» **EXERCISE TASK**: Quote every one of the following items word for word, leaving each line unchanged.

BEGIN ENTRIES SHOWN

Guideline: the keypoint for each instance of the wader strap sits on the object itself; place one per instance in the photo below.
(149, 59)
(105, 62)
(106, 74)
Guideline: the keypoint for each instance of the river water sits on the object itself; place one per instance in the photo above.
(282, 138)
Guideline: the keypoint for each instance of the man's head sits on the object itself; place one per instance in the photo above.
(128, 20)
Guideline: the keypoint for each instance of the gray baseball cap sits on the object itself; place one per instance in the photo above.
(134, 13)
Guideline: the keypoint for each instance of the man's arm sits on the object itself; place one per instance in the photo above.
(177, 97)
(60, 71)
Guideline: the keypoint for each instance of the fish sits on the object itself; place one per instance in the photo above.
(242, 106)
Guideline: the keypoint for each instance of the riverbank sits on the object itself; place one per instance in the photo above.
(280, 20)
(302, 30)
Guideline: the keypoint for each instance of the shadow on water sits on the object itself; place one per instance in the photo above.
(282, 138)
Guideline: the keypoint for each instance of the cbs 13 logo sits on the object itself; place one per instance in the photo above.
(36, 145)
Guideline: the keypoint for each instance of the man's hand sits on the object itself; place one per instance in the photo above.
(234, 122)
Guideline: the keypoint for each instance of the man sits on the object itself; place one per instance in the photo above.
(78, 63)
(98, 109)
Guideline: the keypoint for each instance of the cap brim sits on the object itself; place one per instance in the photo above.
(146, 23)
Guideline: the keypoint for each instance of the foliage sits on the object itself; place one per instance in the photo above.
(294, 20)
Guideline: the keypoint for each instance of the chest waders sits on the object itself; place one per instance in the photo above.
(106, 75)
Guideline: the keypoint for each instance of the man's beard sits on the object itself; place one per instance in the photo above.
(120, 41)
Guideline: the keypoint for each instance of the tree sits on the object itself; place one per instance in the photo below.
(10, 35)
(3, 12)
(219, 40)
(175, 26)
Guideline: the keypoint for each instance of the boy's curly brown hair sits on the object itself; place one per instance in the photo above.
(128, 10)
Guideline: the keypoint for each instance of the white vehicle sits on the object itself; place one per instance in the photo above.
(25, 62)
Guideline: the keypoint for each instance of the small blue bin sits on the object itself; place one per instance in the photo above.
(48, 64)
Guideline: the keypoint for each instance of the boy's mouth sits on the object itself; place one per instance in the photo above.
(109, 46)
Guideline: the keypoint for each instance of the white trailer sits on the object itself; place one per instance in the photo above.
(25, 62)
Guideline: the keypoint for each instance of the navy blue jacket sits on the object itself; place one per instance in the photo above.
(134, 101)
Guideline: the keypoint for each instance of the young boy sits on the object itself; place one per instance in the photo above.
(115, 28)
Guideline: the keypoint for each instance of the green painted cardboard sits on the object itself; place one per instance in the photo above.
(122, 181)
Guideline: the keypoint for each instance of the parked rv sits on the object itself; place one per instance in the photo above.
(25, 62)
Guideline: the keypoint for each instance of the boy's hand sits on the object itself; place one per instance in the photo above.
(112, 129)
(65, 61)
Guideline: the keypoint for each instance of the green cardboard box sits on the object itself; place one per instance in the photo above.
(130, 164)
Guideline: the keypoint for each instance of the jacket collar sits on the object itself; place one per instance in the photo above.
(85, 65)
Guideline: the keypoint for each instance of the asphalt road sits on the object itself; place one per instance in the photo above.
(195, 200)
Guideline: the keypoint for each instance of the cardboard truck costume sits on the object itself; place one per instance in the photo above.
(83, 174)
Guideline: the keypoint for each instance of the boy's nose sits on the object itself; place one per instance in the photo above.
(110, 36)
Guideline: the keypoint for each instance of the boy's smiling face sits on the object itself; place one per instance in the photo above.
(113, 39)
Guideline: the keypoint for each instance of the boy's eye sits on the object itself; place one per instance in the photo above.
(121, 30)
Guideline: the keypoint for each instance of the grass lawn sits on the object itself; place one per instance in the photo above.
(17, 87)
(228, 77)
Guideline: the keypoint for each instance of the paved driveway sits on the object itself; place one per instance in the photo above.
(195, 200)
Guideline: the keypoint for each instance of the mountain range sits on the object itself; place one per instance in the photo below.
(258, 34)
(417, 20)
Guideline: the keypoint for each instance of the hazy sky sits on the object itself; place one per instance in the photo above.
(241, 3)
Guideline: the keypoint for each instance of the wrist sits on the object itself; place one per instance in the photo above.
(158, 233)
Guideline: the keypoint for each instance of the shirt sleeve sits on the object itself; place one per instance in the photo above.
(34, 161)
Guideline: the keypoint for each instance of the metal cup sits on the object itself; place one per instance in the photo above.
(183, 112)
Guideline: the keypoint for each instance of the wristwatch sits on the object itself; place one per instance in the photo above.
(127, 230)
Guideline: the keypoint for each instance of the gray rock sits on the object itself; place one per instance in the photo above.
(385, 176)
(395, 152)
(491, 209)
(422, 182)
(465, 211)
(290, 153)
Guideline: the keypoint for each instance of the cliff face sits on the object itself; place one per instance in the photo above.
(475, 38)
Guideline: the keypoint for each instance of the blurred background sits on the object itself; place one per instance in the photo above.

END ENTRIES SHOWN

» **COMPLETED EXERCISE**:
Guideline: the keypoint for each instance of the wader strap sits on the object itself; place one per instance in the photo below.
(149, 59)
(105, 62)
(106, 74)
Guideline: the keypoint for each instance of the river water sits on the object itself; place one per instance in the photo above.
(282, 138)
Guideline: the keypoint for each instance of the man's head sits on the object itself; place one per instance in the photo above.
(128, 20)
Guideline: the keypoint for each instance of the gray baseball cap sits on the object itself; place one per instance in the photo above.
(134, 13)
Guideline: the keypoint for each instance of the man's arm sits on the object itself; place one per instance in the photo above.
(177, 97)
(60, 71)
Guideline: the keypoint for each instance of the fish sits on the object itself; place one per instance in the photo above.
(242, 106)
Guideline: the keypoint for each instance of the riverbank sits on the object itself; place one per instance in the photo above.
(280, 20)
(302, 30)
Guideline: the keypoint for each instance of the shadow on water sits on the object itself; place one per instance in the photo above.
(282, 138)
Guideline: the keypoint for each instance of the cbs 13 logo sits on the object itself; place one per instance in the photo above.
(36, 145)
Guideline: the keypoint for each instance of the man's hand sits on the object itself; place one per instance in the photo above.
(234, 122)
Guideline: the keypoint for each instance of the man sits on the object itself; place one per instance in the photo above.
(78, 63)
(98, 109)
Guideline: the keypoint for each instance of the cap brim sits on the object itself; place one per instance in the photo above.
(146, 23)
Guideline: the keypoint for each instance of the foliage sits on the object itself; place one per instance in the photo above.
(294, 20)
Guideline: the keypoint for each instance of the chest waders sits on the object itself; place one per instance in the photo above.
(106, 75)
Guideline: the keypoint for each instance of the man's beard sits on the object itself; place one per instance in the photo above.
(120, 41)
Guideline: the keypoint for each instance of the tree sits on the object itself; place one per instance in the photo below.
(10, 35)
(3, 12)
(219, 40)
(175, 26)
Guideline: the keypoint for each instance of the boy's curly brown hair sits on the object itself; place one per instance in the photo above.
(128, 10)
Guideline: the keypoint for each instance of the white vehicle sits on the object itself; place one per instance in the photo above.
(25, 62)
Guideline: the keypoint for each instance of the small blue bin sits on the object itself; place one per instance in the photo above.
(48, 64)
Guideline: the keypoint for each instance of the boy's mouth sits on the object itself; place one per instance in the photo above.
(109, 46)
Guideline: the keypoint for each instance of the white trailer sits on the object itself; place one per instance in the photo above.
(25, 62)
Guideline: the keypoint for each instance of the navy blue jacket sits on the object itself; place one per instance in the photo above.
(134, 101)
Guideline: the keypoint for each instance of the young boy sits on the object itself; place one per instance in the photo above.
(115, 28)
Guideline: the keypoint for each instance of the green painted cardboard sits on the object itself; place one per instance in the photo above.
(122, 181)
Guideline: the keypoint for each instance of the parked rv sits on the object itself; place one per instance in the photo above.
(25, 62)
Guideline: the keypoint for each instance of the boy's hand sits on the object itself; place one per instance in the photo above.
(112, 129)
(65, 61)
Guideline: the keypoint for each instance of the green cardboard box sits on the object itself; place one per instance in the photo above.
(130, 164)
Guideline: the keypoint for each instance of the jacket collar sits on the object itself; place one per instance in the photo above.
(85, 65)
Guideline: the keypoint for each instance of the asphalt road sits on the object itself; place one per instance in the photo above.
(195, 200)
Guideline: the keypoint for each instance of the cardboard truck costume sits on the object itself; place one per instance in the photo above.
(83, 174)
Guideline: the keypoint for each instance of the boy's nose sits on the object itself; place one per instance in the photo above.
(110, 36)
Guideline: the keypoint for each instance of the boy's smiling face sits on the object itself; place one per instance in the photo above.
(113, 39)
Guideline: the keypoint for each instance of the boy's eye sits on the object itself; place one per instance in the photo above.
(121, 30)
Guideline: the keypoint for each instance of the grass lawn sits on the object itself; place one per instance in the photo above.
(17, 87)
(228, 77)
Guideline: the keypoint for each instance of the paved driveway sits on the object itself; place one per instance in the photo above.
(195, 200)
Guideline: the keypoint for each instance of the mountain range sits on the object itself; place one per instance in the photo below.
(258, 34)
(417, 20)
Guideline: the keypoint for each instance of the hazy sky sits on the object itself; place one per instance in the photo above.
(241, 3)
Guideline: the keypoint for each instance of the wrist sits on the object itself; place one per instance in the photo above.
(158, 233)
Guideline: the keypoint for each instance of the shirt sleeve sits on the object itself; place one per instance in the photo above.
(34, 161)
Guideline: the keypoint for each instance of the metal cup sits on the object itself; place one per instance in the photo above.
(183, 112)
Guideline: the keypoint for each instance of the wristwatch sits on the object itself; place one per instance in the photo above.
(127, 230)
Guideline: the keypoint for each instance of the gray rock sits on the object itself; place one per instance in the photo above.
(385, 176)
(395, 152)
(491, 209)
(422, 182)
(465, 211)
(290, 153)
Guideline: the keypoint for each instance of the cliff face sits on the object itself; place one per instance in the photo above.
(475, 38)
Guideline: the keypoint for each instance of the blurred background sits on the object itself; place one per instance in the photo above.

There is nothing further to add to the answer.